= Ben Hardwick =

British liver transplant recipient (1981–1985)

Benjamyn Paul Hardwick (6 December 1981 – 23 March 1985) was Britain's youngest liver transplant patient. He became a celebrity through appearing on the BBC television programme That's Life! after his parents appealed for more awareness of organ donation when their son, who suffered from biliary atresia, urgently needed a transplant. While he also became the first child in the country to receive a liver transplant, the initial transplant failed. After a second transplant the following year, he died of complications at the age of three. Following this event, at least was raised in Hardwick's name to support other seriously ill children.

In his memory, his family set up the Ben Hardwick Memorial Fund, which aimed to offer financial support to the families of children who suffer from primary liver disease. British celebrity Esther Rantzen, who hosted That's Life! and co-wrote a book based on Ben's story, was a trustee on the fund's board. The Ben Hardwick Fund took over the work of the Ben Hardwick Memorial Fund in 1997. Esther Rantzen is patron of the present fund which helps children suffering from primary liver disease with costs associated with their illness.

In 1985, Marti Webb released as a tribute a cover version of the Michael Jackson song "Ben" which reached number 5 in the UK charts with all royalties being donated to the Memorial Fund.

### TASKS
#1 In the Ben Hardwick text, what Michael Jackson song did Marti Webb cover as a tribute in 1985?
#2 Reproduce word for word the stretch of the Ben Hardwick text from "British liver transplant" through "seriously ill children.".
#3 Check each statement against the Ben Hardwick text, answering yes or no and quoting the deciding words: (a) Ben Hardwick suffered from biliary atresia. (b) The Ben Hardwick Fund took over the work of the Memorial Fund in 1985. (c) Marti Webb's tribute single reached number 5 in the UK charts.

### RECORD EXTRACTS
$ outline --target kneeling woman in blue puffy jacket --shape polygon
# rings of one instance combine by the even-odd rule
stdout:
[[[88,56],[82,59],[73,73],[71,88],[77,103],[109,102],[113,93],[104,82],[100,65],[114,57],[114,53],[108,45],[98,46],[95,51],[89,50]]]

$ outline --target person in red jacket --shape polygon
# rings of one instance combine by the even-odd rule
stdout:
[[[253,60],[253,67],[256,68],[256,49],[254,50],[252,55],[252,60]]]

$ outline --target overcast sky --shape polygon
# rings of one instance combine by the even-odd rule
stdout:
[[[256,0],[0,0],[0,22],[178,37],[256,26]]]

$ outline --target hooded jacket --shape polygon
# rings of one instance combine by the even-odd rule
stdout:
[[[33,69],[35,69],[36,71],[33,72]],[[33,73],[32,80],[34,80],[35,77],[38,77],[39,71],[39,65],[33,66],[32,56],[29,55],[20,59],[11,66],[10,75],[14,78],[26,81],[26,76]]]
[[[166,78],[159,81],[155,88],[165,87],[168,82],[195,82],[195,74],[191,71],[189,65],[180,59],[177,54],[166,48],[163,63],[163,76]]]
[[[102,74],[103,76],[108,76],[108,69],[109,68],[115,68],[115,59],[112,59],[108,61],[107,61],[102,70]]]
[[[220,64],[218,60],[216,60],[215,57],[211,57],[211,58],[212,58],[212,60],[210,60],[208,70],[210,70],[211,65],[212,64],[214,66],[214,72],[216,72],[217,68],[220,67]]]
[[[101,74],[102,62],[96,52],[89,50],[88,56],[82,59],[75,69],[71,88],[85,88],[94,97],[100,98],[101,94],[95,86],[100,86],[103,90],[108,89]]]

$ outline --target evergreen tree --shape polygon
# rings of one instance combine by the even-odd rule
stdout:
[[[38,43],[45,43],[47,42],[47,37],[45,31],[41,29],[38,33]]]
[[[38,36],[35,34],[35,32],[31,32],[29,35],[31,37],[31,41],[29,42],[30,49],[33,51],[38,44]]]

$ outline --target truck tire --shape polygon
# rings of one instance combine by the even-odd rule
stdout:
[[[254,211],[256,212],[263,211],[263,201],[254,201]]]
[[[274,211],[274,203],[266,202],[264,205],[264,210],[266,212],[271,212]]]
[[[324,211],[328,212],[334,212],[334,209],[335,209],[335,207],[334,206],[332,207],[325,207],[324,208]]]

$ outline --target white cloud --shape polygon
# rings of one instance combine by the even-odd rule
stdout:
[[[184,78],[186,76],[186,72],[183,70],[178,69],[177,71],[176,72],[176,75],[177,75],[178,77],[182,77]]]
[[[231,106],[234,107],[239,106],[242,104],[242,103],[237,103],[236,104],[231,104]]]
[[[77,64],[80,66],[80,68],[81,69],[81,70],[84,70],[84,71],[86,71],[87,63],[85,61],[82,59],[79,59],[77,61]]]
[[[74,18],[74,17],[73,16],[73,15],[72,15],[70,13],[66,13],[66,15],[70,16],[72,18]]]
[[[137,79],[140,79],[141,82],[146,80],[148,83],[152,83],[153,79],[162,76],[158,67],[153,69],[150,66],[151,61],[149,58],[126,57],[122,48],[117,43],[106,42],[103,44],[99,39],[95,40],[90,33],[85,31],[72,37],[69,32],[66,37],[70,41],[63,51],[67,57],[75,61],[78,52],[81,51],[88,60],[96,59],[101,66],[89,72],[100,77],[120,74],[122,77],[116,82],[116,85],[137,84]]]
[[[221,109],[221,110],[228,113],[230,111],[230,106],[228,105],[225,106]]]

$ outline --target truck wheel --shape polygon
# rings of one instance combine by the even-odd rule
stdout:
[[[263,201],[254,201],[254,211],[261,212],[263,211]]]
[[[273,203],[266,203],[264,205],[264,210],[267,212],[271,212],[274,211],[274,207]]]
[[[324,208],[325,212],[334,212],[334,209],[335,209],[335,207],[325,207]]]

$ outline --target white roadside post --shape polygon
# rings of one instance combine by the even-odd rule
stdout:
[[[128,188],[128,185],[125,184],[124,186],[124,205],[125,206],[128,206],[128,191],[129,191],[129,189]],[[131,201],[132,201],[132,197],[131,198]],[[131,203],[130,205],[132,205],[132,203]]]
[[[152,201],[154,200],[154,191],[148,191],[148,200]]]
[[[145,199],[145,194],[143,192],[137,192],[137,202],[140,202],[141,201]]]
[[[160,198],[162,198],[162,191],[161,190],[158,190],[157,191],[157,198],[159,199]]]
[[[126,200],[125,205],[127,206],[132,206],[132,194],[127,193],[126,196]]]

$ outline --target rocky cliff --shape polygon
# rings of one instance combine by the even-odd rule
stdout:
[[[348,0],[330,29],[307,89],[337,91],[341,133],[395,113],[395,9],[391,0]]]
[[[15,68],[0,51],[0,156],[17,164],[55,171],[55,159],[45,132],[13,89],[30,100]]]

### EXERCISE RESPONSES
#1 "Ben"

#2
British liver transplant recipient (1981–1985)

Benjamyn Paul Hardwick (6 December 1981 – 23 March 1985) was Britain's youngest liver transplant patient. He became a celebrity through appearing on the BBC television programme That's Life! after his parents appealed for more awareness of organ donation when their son, who suffered from biliary atresia, urgently needed a transplant. While he also became the first child in the country to receive a liver transplant, the initial transplant failed. After a second transplant the following year, he died of complications at the age of three. Following this event, at least was raised in Hardwick's name to support other seriously ill children.

#3
(a) Yes: "their son, who suffered from biliary atresia, urgently needed a transplant"
(b) No: "The Ben Hardwick Fund took over the work of the Ben Hardwick Memorial Fund in 1997."
(c) Yes: "which reached number 5 in the UK charts"